» Set problem
Update the entries from the start through the line containing "pixel 439 829" by replacing "porch railing" with "deck railing" and leaving everything else unchanged.

# START OF Dataset excerpts

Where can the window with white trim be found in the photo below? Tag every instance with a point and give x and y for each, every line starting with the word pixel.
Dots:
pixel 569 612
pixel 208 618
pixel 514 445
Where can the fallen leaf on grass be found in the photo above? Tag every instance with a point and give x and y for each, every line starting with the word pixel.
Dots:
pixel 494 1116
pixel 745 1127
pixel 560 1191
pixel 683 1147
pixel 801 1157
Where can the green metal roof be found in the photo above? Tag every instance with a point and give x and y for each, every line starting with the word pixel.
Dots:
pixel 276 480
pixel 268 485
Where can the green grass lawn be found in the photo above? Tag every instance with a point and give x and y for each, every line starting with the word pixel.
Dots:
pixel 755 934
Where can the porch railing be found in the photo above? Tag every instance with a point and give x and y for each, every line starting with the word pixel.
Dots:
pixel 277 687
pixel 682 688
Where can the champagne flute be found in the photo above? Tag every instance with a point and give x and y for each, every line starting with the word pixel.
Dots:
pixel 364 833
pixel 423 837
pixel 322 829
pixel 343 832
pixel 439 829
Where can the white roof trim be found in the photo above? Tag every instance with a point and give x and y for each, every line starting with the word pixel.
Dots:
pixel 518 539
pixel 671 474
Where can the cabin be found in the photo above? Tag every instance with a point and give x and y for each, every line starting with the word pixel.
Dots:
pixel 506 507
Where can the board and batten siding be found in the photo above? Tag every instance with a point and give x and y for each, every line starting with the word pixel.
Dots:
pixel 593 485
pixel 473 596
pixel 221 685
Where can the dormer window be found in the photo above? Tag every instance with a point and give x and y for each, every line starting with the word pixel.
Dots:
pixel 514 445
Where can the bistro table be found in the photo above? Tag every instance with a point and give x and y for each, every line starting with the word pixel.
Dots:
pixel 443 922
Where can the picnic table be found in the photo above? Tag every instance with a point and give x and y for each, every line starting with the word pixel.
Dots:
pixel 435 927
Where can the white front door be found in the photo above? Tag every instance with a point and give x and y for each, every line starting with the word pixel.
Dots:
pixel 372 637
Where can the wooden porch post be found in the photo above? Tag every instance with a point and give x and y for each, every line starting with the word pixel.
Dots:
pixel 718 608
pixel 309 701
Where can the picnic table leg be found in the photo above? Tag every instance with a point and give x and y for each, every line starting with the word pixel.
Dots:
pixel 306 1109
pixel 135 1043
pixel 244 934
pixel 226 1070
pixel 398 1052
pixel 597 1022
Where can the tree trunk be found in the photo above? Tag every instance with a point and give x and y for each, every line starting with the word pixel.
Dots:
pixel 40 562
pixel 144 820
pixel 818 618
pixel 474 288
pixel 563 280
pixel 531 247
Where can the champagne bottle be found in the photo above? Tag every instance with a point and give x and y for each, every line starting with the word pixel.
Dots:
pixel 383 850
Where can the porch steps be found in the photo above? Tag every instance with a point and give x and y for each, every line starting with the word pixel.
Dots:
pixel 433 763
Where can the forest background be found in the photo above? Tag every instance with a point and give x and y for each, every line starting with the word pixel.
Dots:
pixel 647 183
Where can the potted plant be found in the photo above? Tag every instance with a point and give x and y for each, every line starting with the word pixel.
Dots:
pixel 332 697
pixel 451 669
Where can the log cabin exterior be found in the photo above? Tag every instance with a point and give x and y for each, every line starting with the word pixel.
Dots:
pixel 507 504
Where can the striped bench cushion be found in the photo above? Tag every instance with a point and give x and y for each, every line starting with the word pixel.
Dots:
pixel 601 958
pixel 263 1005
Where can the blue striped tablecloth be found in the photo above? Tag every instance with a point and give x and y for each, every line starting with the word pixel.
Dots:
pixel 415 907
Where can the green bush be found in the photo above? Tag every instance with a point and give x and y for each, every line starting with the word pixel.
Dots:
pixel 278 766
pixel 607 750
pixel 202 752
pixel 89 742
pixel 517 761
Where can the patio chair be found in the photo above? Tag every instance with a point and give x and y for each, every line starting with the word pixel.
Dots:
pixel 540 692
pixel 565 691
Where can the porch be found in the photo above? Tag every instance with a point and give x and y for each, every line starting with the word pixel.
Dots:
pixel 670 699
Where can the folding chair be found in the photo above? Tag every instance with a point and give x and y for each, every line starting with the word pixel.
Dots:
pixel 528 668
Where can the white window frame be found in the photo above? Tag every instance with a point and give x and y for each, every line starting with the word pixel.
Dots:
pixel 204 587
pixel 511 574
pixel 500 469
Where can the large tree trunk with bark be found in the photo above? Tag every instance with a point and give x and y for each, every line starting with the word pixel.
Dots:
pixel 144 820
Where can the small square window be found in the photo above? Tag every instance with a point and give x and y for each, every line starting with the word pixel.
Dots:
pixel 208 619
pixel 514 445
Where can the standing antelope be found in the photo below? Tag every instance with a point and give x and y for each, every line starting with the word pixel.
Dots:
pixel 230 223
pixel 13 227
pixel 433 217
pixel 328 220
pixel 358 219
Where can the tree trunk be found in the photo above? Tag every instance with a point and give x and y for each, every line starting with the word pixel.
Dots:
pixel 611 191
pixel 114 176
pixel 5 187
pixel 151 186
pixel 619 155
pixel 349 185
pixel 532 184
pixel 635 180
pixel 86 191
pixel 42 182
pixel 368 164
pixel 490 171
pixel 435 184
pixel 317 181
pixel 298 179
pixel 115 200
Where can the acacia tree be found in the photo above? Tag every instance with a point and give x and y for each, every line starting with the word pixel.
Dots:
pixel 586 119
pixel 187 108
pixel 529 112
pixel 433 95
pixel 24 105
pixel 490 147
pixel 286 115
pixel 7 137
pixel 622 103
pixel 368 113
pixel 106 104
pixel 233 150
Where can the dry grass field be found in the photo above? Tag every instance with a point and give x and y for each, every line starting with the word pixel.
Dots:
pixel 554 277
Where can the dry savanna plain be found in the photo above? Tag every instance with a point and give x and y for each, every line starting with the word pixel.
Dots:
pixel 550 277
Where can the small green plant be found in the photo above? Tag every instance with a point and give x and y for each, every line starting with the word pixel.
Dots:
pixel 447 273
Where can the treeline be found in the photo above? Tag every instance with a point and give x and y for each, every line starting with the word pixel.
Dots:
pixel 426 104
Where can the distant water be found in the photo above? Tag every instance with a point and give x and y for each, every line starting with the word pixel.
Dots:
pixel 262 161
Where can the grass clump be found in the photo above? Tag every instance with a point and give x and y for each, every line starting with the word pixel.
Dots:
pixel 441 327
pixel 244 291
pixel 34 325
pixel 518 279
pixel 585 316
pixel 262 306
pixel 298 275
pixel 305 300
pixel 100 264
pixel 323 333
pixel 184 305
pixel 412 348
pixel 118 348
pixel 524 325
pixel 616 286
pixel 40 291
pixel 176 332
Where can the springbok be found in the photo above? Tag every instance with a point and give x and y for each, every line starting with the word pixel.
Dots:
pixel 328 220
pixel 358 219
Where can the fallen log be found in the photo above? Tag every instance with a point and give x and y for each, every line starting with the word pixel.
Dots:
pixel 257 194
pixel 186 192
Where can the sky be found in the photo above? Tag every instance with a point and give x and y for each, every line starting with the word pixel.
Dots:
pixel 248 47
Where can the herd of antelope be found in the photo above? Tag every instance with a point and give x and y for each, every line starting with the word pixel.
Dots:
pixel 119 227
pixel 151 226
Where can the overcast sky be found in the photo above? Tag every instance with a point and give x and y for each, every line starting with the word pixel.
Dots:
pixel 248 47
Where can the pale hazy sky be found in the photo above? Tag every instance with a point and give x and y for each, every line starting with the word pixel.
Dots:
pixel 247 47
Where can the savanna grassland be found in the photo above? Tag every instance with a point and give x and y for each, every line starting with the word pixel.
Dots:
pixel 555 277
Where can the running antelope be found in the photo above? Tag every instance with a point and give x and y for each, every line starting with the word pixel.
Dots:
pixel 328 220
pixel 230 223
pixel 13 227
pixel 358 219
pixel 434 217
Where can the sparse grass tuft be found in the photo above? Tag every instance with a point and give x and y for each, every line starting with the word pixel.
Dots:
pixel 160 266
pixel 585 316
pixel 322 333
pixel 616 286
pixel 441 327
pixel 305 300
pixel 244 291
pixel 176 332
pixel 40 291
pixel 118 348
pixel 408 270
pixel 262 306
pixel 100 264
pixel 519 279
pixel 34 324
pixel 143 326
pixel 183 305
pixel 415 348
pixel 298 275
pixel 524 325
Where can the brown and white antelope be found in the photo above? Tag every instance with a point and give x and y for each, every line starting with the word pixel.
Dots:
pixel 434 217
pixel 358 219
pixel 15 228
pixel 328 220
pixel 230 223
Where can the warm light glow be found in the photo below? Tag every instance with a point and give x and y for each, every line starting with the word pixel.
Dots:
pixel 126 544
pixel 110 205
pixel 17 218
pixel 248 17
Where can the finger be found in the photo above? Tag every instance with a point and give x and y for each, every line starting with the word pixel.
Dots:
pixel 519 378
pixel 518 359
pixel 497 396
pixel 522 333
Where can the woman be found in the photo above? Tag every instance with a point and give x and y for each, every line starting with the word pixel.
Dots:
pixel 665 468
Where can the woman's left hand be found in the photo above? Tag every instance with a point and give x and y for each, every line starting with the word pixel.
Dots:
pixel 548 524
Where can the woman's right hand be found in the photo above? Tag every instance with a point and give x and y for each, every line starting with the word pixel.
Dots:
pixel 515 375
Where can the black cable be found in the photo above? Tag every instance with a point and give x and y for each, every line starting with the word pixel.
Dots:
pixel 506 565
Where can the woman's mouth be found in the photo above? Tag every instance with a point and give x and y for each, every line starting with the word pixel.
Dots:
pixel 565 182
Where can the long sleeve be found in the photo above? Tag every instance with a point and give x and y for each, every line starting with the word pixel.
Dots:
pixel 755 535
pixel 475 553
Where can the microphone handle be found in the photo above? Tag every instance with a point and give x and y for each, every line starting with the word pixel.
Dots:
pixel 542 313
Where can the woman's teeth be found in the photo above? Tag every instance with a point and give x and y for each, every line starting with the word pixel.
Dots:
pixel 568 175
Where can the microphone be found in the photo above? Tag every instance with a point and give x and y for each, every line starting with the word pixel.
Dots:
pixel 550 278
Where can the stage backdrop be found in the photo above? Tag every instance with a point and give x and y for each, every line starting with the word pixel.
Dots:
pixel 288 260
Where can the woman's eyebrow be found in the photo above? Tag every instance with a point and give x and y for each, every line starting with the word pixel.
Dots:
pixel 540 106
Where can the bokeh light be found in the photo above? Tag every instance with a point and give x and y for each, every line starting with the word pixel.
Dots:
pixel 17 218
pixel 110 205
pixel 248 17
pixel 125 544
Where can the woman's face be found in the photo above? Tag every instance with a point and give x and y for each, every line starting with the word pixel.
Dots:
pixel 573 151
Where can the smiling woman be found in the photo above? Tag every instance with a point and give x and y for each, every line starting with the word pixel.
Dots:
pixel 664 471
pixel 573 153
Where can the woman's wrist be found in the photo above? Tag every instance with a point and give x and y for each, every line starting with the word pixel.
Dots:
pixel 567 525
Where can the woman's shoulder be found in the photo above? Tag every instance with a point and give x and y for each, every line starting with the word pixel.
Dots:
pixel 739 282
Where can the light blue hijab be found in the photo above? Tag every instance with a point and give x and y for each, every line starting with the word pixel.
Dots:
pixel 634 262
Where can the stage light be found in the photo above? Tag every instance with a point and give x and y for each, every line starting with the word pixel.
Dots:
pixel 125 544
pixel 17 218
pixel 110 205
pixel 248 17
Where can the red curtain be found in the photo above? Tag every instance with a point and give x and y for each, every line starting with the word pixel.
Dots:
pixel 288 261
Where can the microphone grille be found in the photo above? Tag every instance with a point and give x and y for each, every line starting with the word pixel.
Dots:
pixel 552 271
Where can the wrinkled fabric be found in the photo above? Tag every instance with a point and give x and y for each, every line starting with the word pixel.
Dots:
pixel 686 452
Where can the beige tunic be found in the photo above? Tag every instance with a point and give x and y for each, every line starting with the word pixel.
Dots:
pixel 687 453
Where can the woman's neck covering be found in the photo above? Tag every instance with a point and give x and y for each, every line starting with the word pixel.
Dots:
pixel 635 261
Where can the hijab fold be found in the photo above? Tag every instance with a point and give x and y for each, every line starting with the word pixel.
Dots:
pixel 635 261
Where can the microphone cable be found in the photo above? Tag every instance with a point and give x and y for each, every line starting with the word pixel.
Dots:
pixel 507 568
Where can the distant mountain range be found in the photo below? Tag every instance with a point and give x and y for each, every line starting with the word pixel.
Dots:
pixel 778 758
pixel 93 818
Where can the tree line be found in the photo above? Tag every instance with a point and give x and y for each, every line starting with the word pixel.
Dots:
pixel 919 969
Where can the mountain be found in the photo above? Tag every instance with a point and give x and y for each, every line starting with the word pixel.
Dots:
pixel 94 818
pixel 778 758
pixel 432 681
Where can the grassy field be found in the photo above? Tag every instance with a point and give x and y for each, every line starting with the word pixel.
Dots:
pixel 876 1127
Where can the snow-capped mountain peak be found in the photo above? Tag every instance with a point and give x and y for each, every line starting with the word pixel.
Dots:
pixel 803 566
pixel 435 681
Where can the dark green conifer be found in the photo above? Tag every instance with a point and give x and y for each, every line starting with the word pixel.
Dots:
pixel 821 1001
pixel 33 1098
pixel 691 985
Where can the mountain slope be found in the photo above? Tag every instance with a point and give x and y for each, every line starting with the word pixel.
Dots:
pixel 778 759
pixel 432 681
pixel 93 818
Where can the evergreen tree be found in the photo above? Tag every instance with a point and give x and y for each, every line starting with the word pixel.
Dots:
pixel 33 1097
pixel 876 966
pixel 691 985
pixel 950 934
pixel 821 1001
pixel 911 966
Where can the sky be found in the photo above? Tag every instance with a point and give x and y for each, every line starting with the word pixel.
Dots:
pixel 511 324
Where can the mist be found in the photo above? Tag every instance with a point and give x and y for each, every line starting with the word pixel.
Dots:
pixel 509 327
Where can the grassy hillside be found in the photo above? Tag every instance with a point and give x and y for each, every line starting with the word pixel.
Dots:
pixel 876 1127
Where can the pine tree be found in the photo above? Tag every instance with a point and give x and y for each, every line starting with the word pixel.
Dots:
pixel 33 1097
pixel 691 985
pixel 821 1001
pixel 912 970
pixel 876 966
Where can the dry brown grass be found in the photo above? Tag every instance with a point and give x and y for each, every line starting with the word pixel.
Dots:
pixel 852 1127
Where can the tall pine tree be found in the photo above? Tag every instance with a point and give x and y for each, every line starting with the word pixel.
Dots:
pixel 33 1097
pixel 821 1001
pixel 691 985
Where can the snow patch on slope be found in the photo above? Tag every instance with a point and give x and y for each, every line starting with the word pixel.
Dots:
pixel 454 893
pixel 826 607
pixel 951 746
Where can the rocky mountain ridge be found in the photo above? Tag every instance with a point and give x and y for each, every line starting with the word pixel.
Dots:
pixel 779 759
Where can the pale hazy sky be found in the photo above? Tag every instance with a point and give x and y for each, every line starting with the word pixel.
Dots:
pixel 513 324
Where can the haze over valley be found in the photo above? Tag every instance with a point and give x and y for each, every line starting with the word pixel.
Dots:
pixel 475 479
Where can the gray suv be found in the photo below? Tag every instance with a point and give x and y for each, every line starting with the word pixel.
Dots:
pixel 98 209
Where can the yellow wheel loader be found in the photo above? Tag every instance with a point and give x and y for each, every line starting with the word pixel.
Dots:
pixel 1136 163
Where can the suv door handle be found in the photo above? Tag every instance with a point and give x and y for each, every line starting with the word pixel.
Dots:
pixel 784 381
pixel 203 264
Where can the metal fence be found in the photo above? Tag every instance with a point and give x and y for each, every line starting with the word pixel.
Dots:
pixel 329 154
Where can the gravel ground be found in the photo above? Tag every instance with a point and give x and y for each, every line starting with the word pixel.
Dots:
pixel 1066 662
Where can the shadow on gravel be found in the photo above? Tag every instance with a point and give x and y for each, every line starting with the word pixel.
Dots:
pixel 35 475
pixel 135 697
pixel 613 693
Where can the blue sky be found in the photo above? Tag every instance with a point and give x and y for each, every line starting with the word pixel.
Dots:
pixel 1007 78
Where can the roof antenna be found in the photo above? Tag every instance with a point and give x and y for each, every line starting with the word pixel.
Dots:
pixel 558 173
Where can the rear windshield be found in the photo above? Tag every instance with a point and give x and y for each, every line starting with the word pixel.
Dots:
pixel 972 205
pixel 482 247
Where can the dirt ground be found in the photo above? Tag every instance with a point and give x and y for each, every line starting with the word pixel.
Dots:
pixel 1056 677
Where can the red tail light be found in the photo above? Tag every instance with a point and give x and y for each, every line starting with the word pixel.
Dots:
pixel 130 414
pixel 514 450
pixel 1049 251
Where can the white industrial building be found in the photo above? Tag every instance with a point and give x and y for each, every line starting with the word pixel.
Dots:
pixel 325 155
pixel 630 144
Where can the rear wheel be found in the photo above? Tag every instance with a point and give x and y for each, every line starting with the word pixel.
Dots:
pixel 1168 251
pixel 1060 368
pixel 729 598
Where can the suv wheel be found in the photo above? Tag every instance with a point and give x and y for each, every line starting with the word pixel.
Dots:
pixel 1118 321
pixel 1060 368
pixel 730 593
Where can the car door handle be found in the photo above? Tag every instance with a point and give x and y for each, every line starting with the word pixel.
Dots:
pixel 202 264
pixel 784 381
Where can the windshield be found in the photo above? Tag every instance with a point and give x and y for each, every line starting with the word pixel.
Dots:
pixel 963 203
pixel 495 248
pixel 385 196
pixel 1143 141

# END OF Dataset excerpts

» Task answer
Where can the window with white trim be found in the photo below? Tag every instance with a point and give x and y for each, every line starting with the word pixel.
Dots:
pixel 569 612
pixel 208 618
pixel 514 445
Where can the fallen leaf on grass be found in the photo above? Tag every instance with a point and give x and y for each, every line starting with the word pixel.
Dots:
pixel 494 1116
pixel 745 1127
pixel 560 1191
pixel 683 1147
pixel 801 1157
Where can the green metal roof be found in the photo above? Tag every instance with a point and give x and y for each, every line starting with the word pixel.
Dots:
pixel 276 480
pixel 268 485
Where can the green grass lawn be found in the photo above? Tag every instance with a point and give x and y for each, every line starting with the word pixel.
Dots:
pixel 755 934
Where can the deck railing be found in the photo above? Tag every instance with a point and give x and y for each, every line starting with the word pixel.
Dots:
pixel 277 687
pixel 682 688
Where can the champagne flute be found in the photo above? Tag every instance with a point and give x and y for each, every line starting with the word pixel.
Dots:
pixel 364 833
pixel 423 837
pixel 322 829
pixel 343 832
pixel 439 829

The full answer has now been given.